- **Work instructions**: Format everything in the listing from the line containing "Task: one point marks each instance of the sunlit grass" down to the line containing "x=73, y=307", both ends included, as a JSON list of strings with one string per line and blank lines omitted.

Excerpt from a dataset
******************************
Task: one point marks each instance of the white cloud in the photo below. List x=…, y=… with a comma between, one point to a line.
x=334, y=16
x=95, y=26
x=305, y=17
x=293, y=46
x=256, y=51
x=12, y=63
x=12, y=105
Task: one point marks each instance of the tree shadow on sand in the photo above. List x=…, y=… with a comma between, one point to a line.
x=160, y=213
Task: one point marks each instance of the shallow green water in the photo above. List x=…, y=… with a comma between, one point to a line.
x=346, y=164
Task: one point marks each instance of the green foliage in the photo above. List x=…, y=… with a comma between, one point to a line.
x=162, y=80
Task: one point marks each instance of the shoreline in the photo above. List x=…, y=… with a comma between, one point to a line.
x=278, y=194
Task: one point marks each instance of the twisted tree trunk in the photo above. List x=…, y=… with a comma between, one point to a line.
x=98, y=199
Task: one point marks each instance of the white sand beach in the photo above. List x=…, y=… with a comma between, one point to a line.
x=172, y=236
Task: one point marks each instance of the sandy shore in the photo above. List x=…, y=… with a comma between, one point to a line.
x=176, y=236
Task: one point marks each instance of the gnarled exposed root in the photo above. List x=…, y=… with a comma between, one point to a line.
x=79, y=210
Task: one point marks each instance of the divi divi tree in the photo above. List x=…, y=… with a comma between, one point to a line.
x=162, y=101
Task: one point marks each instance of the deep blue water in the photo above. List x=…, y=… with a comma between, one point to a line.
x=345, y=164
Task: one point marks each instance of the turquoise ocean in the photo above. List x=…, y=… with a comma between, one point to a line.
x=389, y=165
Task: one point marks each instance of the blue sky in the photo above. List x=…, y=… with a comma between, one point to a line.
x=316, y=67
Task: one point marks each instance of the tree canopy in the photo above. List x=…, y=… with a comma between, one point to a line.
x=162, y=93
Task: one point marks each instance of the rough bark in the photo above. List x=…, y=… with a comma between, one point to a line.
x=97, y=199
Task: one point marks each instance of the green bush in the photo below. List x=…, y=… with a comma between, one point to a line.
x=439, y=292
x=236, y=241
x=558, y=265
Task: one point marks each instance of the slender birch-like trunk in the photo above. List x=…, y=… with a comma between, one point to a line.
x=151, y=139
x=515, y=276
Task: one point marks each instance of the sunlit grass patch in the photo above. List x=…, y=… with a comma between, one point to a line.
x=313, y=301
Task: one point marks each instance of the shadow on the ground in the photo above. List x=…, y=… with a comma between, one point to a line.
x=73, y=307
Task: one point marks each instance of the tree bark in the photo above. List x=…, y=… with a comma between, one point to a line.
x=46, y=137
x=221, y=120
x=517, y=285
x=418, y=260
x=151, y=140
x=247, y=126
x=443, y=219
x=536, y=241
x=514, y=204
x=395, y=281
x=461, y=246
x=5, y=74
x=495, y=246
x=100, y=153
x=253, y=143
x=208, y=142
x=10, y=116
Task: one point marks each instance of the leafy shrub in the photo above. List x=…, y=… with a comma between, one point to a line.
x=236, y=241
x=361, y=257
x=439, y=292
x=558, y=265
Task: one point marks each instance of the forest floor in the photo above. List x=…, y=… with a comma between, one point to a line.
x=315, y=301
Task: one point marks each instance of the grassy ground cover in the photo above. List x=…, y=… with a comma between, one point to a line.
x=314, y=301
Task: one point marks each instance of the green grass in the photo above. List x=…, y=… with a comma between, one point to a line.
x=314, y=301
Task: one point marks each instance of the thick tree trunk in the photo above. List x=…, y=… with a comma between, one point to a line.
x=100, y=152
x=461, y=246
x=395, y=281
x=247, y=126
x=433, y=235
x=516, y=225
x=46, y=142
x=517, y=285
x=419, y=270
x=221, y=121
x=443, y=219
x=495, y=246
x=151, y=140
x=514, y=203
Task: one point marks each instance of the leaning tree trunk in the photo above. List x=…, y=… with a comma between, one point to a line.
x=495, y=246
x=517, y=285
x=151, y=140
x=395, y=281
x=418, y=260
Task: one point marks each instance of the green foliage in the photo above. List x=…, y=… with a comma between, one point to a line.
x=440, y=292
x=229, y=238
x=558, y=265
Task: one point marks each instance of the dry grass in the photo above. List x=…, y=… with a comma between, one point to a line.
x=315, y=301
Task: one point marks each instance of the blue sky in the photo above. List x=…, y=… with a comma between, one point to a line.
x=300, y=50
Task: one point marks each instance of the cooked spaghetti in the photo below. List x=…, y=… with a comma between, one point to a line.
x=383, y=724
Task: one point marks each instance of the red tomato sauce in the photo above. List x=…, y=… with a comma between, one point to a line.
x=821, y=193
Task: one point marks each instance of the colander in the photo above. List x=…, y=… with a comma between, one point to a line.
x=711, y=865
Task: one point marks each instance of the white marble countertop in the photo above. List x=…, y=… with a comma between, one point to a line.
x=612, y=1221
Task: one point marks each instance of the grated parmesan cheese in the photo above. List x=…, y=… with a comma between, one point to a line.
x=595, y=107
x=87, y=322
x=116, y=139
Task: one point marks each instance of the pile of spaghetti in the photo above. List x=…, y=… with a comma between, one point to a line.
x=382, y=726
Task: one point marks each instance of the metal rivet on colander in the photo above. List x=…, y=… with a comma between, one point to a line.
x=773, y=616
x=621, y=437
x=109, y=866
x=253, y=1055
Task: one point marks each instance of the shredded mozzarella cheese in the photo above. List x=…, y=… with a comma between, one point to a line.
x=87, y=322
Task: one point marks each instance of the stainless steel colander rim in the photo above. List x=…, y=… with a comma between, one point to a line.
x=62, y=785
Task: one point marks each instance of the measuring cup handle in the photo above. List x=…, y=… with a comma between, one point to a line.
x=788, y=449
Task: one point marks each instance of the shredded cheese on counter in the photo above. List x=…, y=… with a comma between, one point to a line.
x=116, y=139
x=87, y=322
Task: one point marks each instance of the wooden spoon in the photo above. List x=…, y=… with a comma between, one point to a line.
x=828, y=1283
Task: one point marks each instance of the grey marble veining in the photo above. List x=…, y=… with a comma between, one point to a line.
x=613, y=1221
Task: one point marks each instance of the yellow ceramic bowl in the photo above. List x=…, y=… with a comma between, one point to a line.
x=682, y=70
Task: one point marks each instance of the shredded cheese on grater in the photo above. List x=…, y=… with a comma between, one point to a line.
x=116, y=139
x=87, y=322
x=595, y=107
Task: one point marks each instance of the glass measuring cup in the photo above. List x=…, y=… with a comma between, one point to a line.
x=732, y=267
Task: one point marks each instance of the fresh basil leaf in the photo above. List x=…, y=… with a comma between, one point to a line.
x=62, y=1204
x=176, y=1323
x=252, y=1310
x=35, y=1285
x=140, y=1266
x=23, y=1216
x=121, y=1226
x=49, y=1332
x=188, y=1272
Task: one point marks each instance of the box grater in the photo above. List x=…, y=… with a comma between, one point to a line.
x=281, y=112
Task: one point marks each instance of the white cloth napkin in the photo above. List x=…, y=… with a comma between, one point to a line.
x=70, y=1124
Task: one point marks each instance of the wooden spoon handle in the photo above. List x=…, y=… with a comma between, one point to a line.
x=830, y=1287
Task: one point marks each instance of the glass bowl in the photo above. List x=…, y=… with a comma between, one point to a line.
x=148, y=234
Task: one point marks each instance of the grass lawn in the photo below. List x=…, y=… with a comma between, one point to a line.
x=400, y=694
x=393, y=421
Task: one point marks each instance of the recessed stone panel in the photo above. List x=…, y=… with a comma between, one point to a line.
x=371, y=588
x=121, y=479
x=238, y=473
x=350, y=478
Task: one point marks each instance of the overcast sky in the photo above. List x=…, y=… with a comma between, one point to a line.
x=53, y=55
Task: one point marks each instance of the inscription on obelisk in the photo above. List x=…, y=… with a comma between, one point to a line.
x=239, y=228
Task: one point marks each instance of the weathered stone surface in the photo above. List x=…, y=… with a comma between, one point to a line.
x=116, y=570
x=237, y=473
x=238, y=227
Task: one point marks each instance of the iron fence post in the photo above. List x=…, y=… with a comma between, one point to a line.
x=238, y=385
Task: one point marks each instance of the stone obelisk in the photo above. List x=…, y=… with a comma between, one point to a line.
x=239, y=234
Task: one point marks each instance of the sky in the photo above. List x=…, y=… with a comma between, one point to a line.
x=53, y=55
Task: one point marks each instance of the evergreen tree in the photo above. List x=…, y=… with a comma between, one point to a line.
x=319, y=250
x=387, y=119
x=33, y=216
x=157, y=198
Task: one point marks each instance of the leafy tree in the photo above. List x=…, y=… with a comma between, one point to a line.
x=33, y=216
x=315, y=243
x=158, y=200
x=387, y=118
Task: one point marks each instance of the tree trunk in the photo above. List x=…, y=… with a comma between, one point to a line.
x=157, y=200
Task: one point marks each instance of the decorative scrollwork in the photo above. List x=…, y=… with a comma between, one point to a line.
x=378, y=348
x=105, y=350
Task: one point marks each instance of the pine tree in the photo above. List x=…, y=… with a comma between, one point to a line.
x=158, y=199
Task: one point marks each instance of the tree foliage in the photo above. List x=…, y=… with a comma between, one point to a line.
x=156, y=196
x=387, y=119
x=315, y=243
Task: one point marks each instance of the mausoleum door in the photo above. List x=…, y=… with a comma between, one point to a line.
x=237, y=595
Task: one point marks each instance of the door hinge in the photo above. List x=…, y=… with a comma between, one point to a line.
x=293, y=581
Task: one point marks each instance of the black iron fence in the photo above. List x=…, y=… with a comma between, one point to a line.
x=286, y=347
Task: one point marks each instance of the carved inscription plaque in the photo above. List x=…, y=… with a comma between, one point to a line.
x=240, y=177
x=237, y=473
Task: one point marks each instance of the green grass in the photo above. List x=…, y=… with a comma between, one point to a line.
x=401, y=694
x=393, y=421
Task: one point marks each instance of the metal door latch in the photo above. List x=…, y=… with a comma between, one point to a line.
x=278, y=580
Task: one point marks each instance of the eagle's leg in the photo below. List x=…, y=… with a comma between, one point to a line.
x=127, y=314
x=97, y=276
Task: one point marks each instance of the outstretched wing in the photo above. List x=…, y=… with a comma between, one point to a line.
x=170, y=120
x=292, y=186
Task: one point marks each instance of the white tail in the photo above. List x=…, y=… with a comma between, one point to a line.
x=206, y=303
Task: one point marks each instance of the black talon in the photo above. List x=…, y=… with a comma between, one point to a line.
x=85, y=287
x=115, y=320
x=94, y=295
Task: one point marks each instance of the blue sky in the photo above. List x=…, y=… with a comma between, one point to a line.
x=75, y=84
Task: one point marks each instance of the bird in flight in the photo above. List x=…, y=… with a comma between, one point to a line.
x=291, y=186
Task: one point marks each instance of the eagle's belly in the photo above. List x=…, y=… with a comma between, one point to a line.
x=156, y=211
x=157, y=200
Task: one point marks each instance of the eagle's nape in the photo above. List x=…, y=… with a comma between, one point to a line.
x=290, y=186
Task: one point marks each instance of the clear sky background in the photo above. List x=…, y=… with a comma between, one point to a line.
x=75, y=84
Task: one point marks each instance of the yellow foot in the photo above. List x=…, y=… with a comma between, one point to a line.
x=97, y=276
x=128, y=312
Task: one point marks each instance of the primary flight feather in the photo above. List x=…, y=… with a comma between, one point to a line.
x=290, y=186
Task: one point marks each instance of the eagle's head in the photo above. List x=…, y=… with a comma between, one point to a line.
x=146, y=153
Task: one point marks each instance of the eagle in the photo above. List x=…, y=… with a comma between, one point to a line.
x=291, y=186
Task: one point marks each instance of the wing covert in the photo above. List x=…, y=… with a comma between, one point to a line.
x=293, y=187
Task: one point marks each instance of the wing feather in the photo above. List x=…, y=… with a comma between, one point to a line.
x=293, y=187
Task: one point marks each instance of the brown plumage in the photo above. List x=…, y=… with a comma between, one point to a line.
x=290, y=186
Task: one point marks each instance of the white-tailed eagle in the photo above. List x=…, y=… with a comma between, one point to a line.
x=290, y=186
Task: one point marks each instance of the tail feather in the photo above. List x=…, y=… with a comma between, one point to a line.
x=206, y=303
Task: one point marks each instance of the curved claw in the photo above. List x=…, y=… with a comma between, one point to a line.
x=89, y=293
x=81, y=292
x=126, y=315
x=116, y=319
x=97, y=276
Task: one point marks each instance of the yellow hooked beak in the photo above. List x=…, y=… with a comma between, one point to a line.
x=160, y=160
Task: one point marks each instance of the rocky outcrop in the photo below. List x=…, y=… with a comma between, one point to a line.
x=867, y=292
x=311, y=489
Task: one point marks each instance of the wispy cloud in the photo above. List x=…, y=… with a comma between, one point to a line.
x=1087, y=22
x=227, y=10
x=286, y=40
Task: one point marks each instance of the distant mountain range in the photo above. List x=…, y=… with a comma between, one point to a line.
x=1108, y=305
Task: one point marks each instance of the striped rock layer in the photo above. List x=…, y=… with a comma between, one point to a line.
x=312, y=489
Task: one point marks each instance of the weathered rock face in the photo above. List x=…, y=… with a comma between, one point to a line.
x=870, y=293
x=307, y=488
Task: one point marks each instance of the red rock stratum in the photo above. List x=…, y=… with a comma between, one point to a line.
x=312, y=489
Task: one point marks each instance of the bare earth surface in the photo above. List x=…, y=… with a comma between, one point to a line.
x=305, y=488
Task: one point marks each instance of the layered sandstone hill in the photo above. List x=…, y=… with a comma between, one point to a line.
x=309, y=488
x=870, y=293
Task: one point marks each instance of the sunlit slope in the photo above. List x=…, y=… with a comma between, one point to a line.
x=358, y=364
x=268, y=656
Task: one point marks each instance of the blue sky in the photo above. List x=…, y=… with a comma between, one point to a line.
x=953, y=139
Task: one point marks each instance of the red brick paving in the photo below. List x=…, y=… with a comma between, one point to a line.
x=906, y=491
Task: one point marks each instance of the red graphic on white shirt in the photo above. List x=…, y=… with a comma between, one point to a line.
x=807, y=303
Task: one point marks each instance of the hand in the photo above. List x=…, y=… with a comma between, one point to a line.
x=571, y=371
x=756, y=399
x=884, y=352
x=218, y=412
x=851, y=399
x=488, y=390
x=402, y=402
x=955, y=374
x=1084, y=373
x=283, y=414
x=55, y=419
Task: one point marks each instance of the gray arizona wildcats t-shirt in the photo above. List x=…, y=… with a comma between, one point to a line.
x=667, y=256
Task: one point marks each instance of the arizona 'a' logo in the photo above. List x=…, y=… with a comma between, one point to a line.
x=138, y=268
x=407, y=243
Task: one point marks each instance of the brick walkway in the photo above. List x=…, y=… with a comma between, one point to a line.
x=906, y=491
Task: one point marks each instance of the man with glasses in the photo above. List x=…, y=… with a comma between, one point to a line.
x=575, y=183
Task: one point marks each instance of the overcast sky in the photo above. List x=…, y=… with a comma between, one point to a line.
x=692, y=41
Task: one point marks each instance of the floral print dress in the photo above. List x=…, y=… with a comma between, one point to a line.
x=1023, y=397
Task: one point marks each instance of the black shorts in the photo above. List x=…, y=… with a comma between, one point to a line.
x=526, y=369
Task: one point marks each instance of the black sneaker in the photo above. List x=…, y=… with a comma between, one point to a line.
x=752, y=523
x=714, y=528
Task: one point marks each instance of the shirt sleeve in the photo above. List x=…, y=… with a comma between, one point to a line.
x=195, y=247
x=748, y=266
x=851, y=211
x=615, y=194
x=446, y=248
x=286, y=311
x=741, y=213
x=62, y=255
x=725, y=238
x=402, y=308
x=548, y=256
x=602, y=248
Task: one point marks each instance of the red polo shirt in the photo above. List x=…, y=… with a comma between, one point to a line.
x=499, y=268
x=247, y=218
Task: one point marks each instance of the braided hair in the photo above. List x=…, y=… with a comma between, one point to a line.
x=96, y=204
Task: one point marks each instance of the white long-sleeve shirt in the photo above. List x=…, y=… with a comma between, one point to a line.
******************************
- **Answer**:
[
  "Task: one point marks each instance of the sunlit grass patch in the photo above. List x=…, y=… with a comma between, one point to a line.",
  "x=313, y=301",
  "Task: one point marks each instance of the shadow on the ground in the photo above. List x=…, y=… with a comma between, one point to a line.",
  "x=73, y=307"
]